> _Supplied passage_:
○ ○ ○

Date Added: August 2007

Often, quality is understood as a high end result. A well crafted table, for example, blends wood, workmanship and finish for a durable, aesthetic and gratifying piece of furniture. Similar to fine artisans, many organizations define quality as the ability to create finished products with minimal defects. However, does the mere assembly of its parts necessarily equate to quality? With modern standards of quality – ISO, just-in-time manufacturing – a well produced finished product alone may not be enough for true “quality” to exist.
 
As customers become increasingly aware of factors contributing to the delivery of their finished goods, a well finished product is the rule, not the exception. On-time delivery, flexibility in the manufacturing process, short lead times, high levels of customer service and, of course, low price are variables competing organizations can use to differentiate themselves in terms of quality.

○ ○ ○

> _Challenge 1_: Revise the records in the stretch from the line containing "Reviewer note: confirm that each instance of the glossy" through the end of the records, replacing "glossy green leaf" with "shiny green leaf" and leaving everything else unchanged. Return only those lines.

> _Data entries_:
○ ○ ○

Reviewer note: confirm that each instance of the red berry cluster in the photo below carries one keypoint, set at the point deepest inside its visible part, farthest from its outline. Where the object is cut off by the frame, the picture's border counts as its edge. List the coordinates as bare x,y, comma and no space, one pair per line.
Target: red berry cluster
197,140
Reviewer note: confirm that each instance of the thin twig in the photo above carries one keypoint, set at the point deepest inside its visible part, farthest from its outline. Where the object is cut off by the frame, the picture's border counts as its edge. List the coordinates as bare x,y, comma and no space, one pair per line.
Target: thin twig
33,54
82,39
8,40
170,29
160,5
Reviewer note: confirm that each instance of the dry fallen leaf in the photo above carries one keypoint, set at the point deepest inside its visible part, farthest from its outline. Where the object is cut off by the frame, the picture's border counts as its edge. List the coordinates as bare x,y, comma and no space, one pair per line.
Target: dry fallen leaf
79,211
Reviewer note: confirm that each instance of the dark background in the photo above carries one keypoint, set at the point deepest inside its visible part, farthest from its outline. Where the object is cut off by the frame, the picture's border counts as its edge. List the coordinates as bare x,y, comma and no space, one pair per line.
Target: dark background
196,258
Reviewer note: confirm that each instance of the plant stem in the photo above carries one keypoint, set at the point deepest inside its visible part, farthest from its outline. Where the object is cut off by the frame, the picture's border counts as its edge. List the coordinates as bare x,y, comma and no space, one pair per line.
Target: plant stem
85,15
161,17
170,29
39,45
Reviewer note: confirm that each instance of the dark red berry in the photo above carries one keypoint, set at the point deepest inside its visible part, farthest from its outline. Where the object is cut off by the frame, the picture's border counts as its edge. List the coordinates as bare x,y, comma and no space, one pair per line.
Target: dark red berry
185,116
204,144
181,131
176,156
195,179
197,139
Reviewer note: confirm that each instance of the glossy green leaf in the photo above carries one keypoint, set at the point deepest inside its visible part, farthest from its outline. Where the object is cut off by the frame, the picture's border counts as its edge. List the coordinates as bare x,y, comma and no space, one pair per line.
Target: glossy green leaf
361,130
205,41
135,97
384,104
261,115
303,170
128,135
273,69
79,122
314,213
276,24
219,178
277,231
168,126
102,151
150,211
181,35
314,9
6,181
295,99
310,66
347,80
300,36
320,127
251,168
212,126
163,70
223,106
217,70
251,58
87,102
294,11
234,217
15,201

○ ○ ○

> _Challenge 2_: Write out the stretch of the passage on quality from "As customers become" through "terms of quality.", word for word.

> _Problem solution 1_:
Reviewer note: confirm that each instance of the shiny green leaf in the photo above carries one keypoint, set at the point deepest inside its visible part, farthest from its outline. Where the object is cut off by the frame, the picture's border counts as its edge. List the coordinates as bare x,y, comma and no space, one pair per line.
Target: shiny green leaf
361,130
205,41
135,97
384,104
261,115
303,170
128,135
273,69
79,122
314,213
276,24
219,178
277,231
168,126
102,151
150,211
181,35
314,9
6,181
295,99
310,66
347,80
300,36
320,127
251,168
212,126
163,70
223,106
217,70
251,58
87,102
294,11
234,217
15,201

> _Problem solution 2_:
As customers become increasingly aware of factors contributing to the delivery of their finished goods, a well finished product is the rule, not the exception. On-time delivery, flexibility in the manufacturing process, short lead times, high levels of customer service and, of course, low price are variables competing organizations can use to differentiate themselves in terms of quality.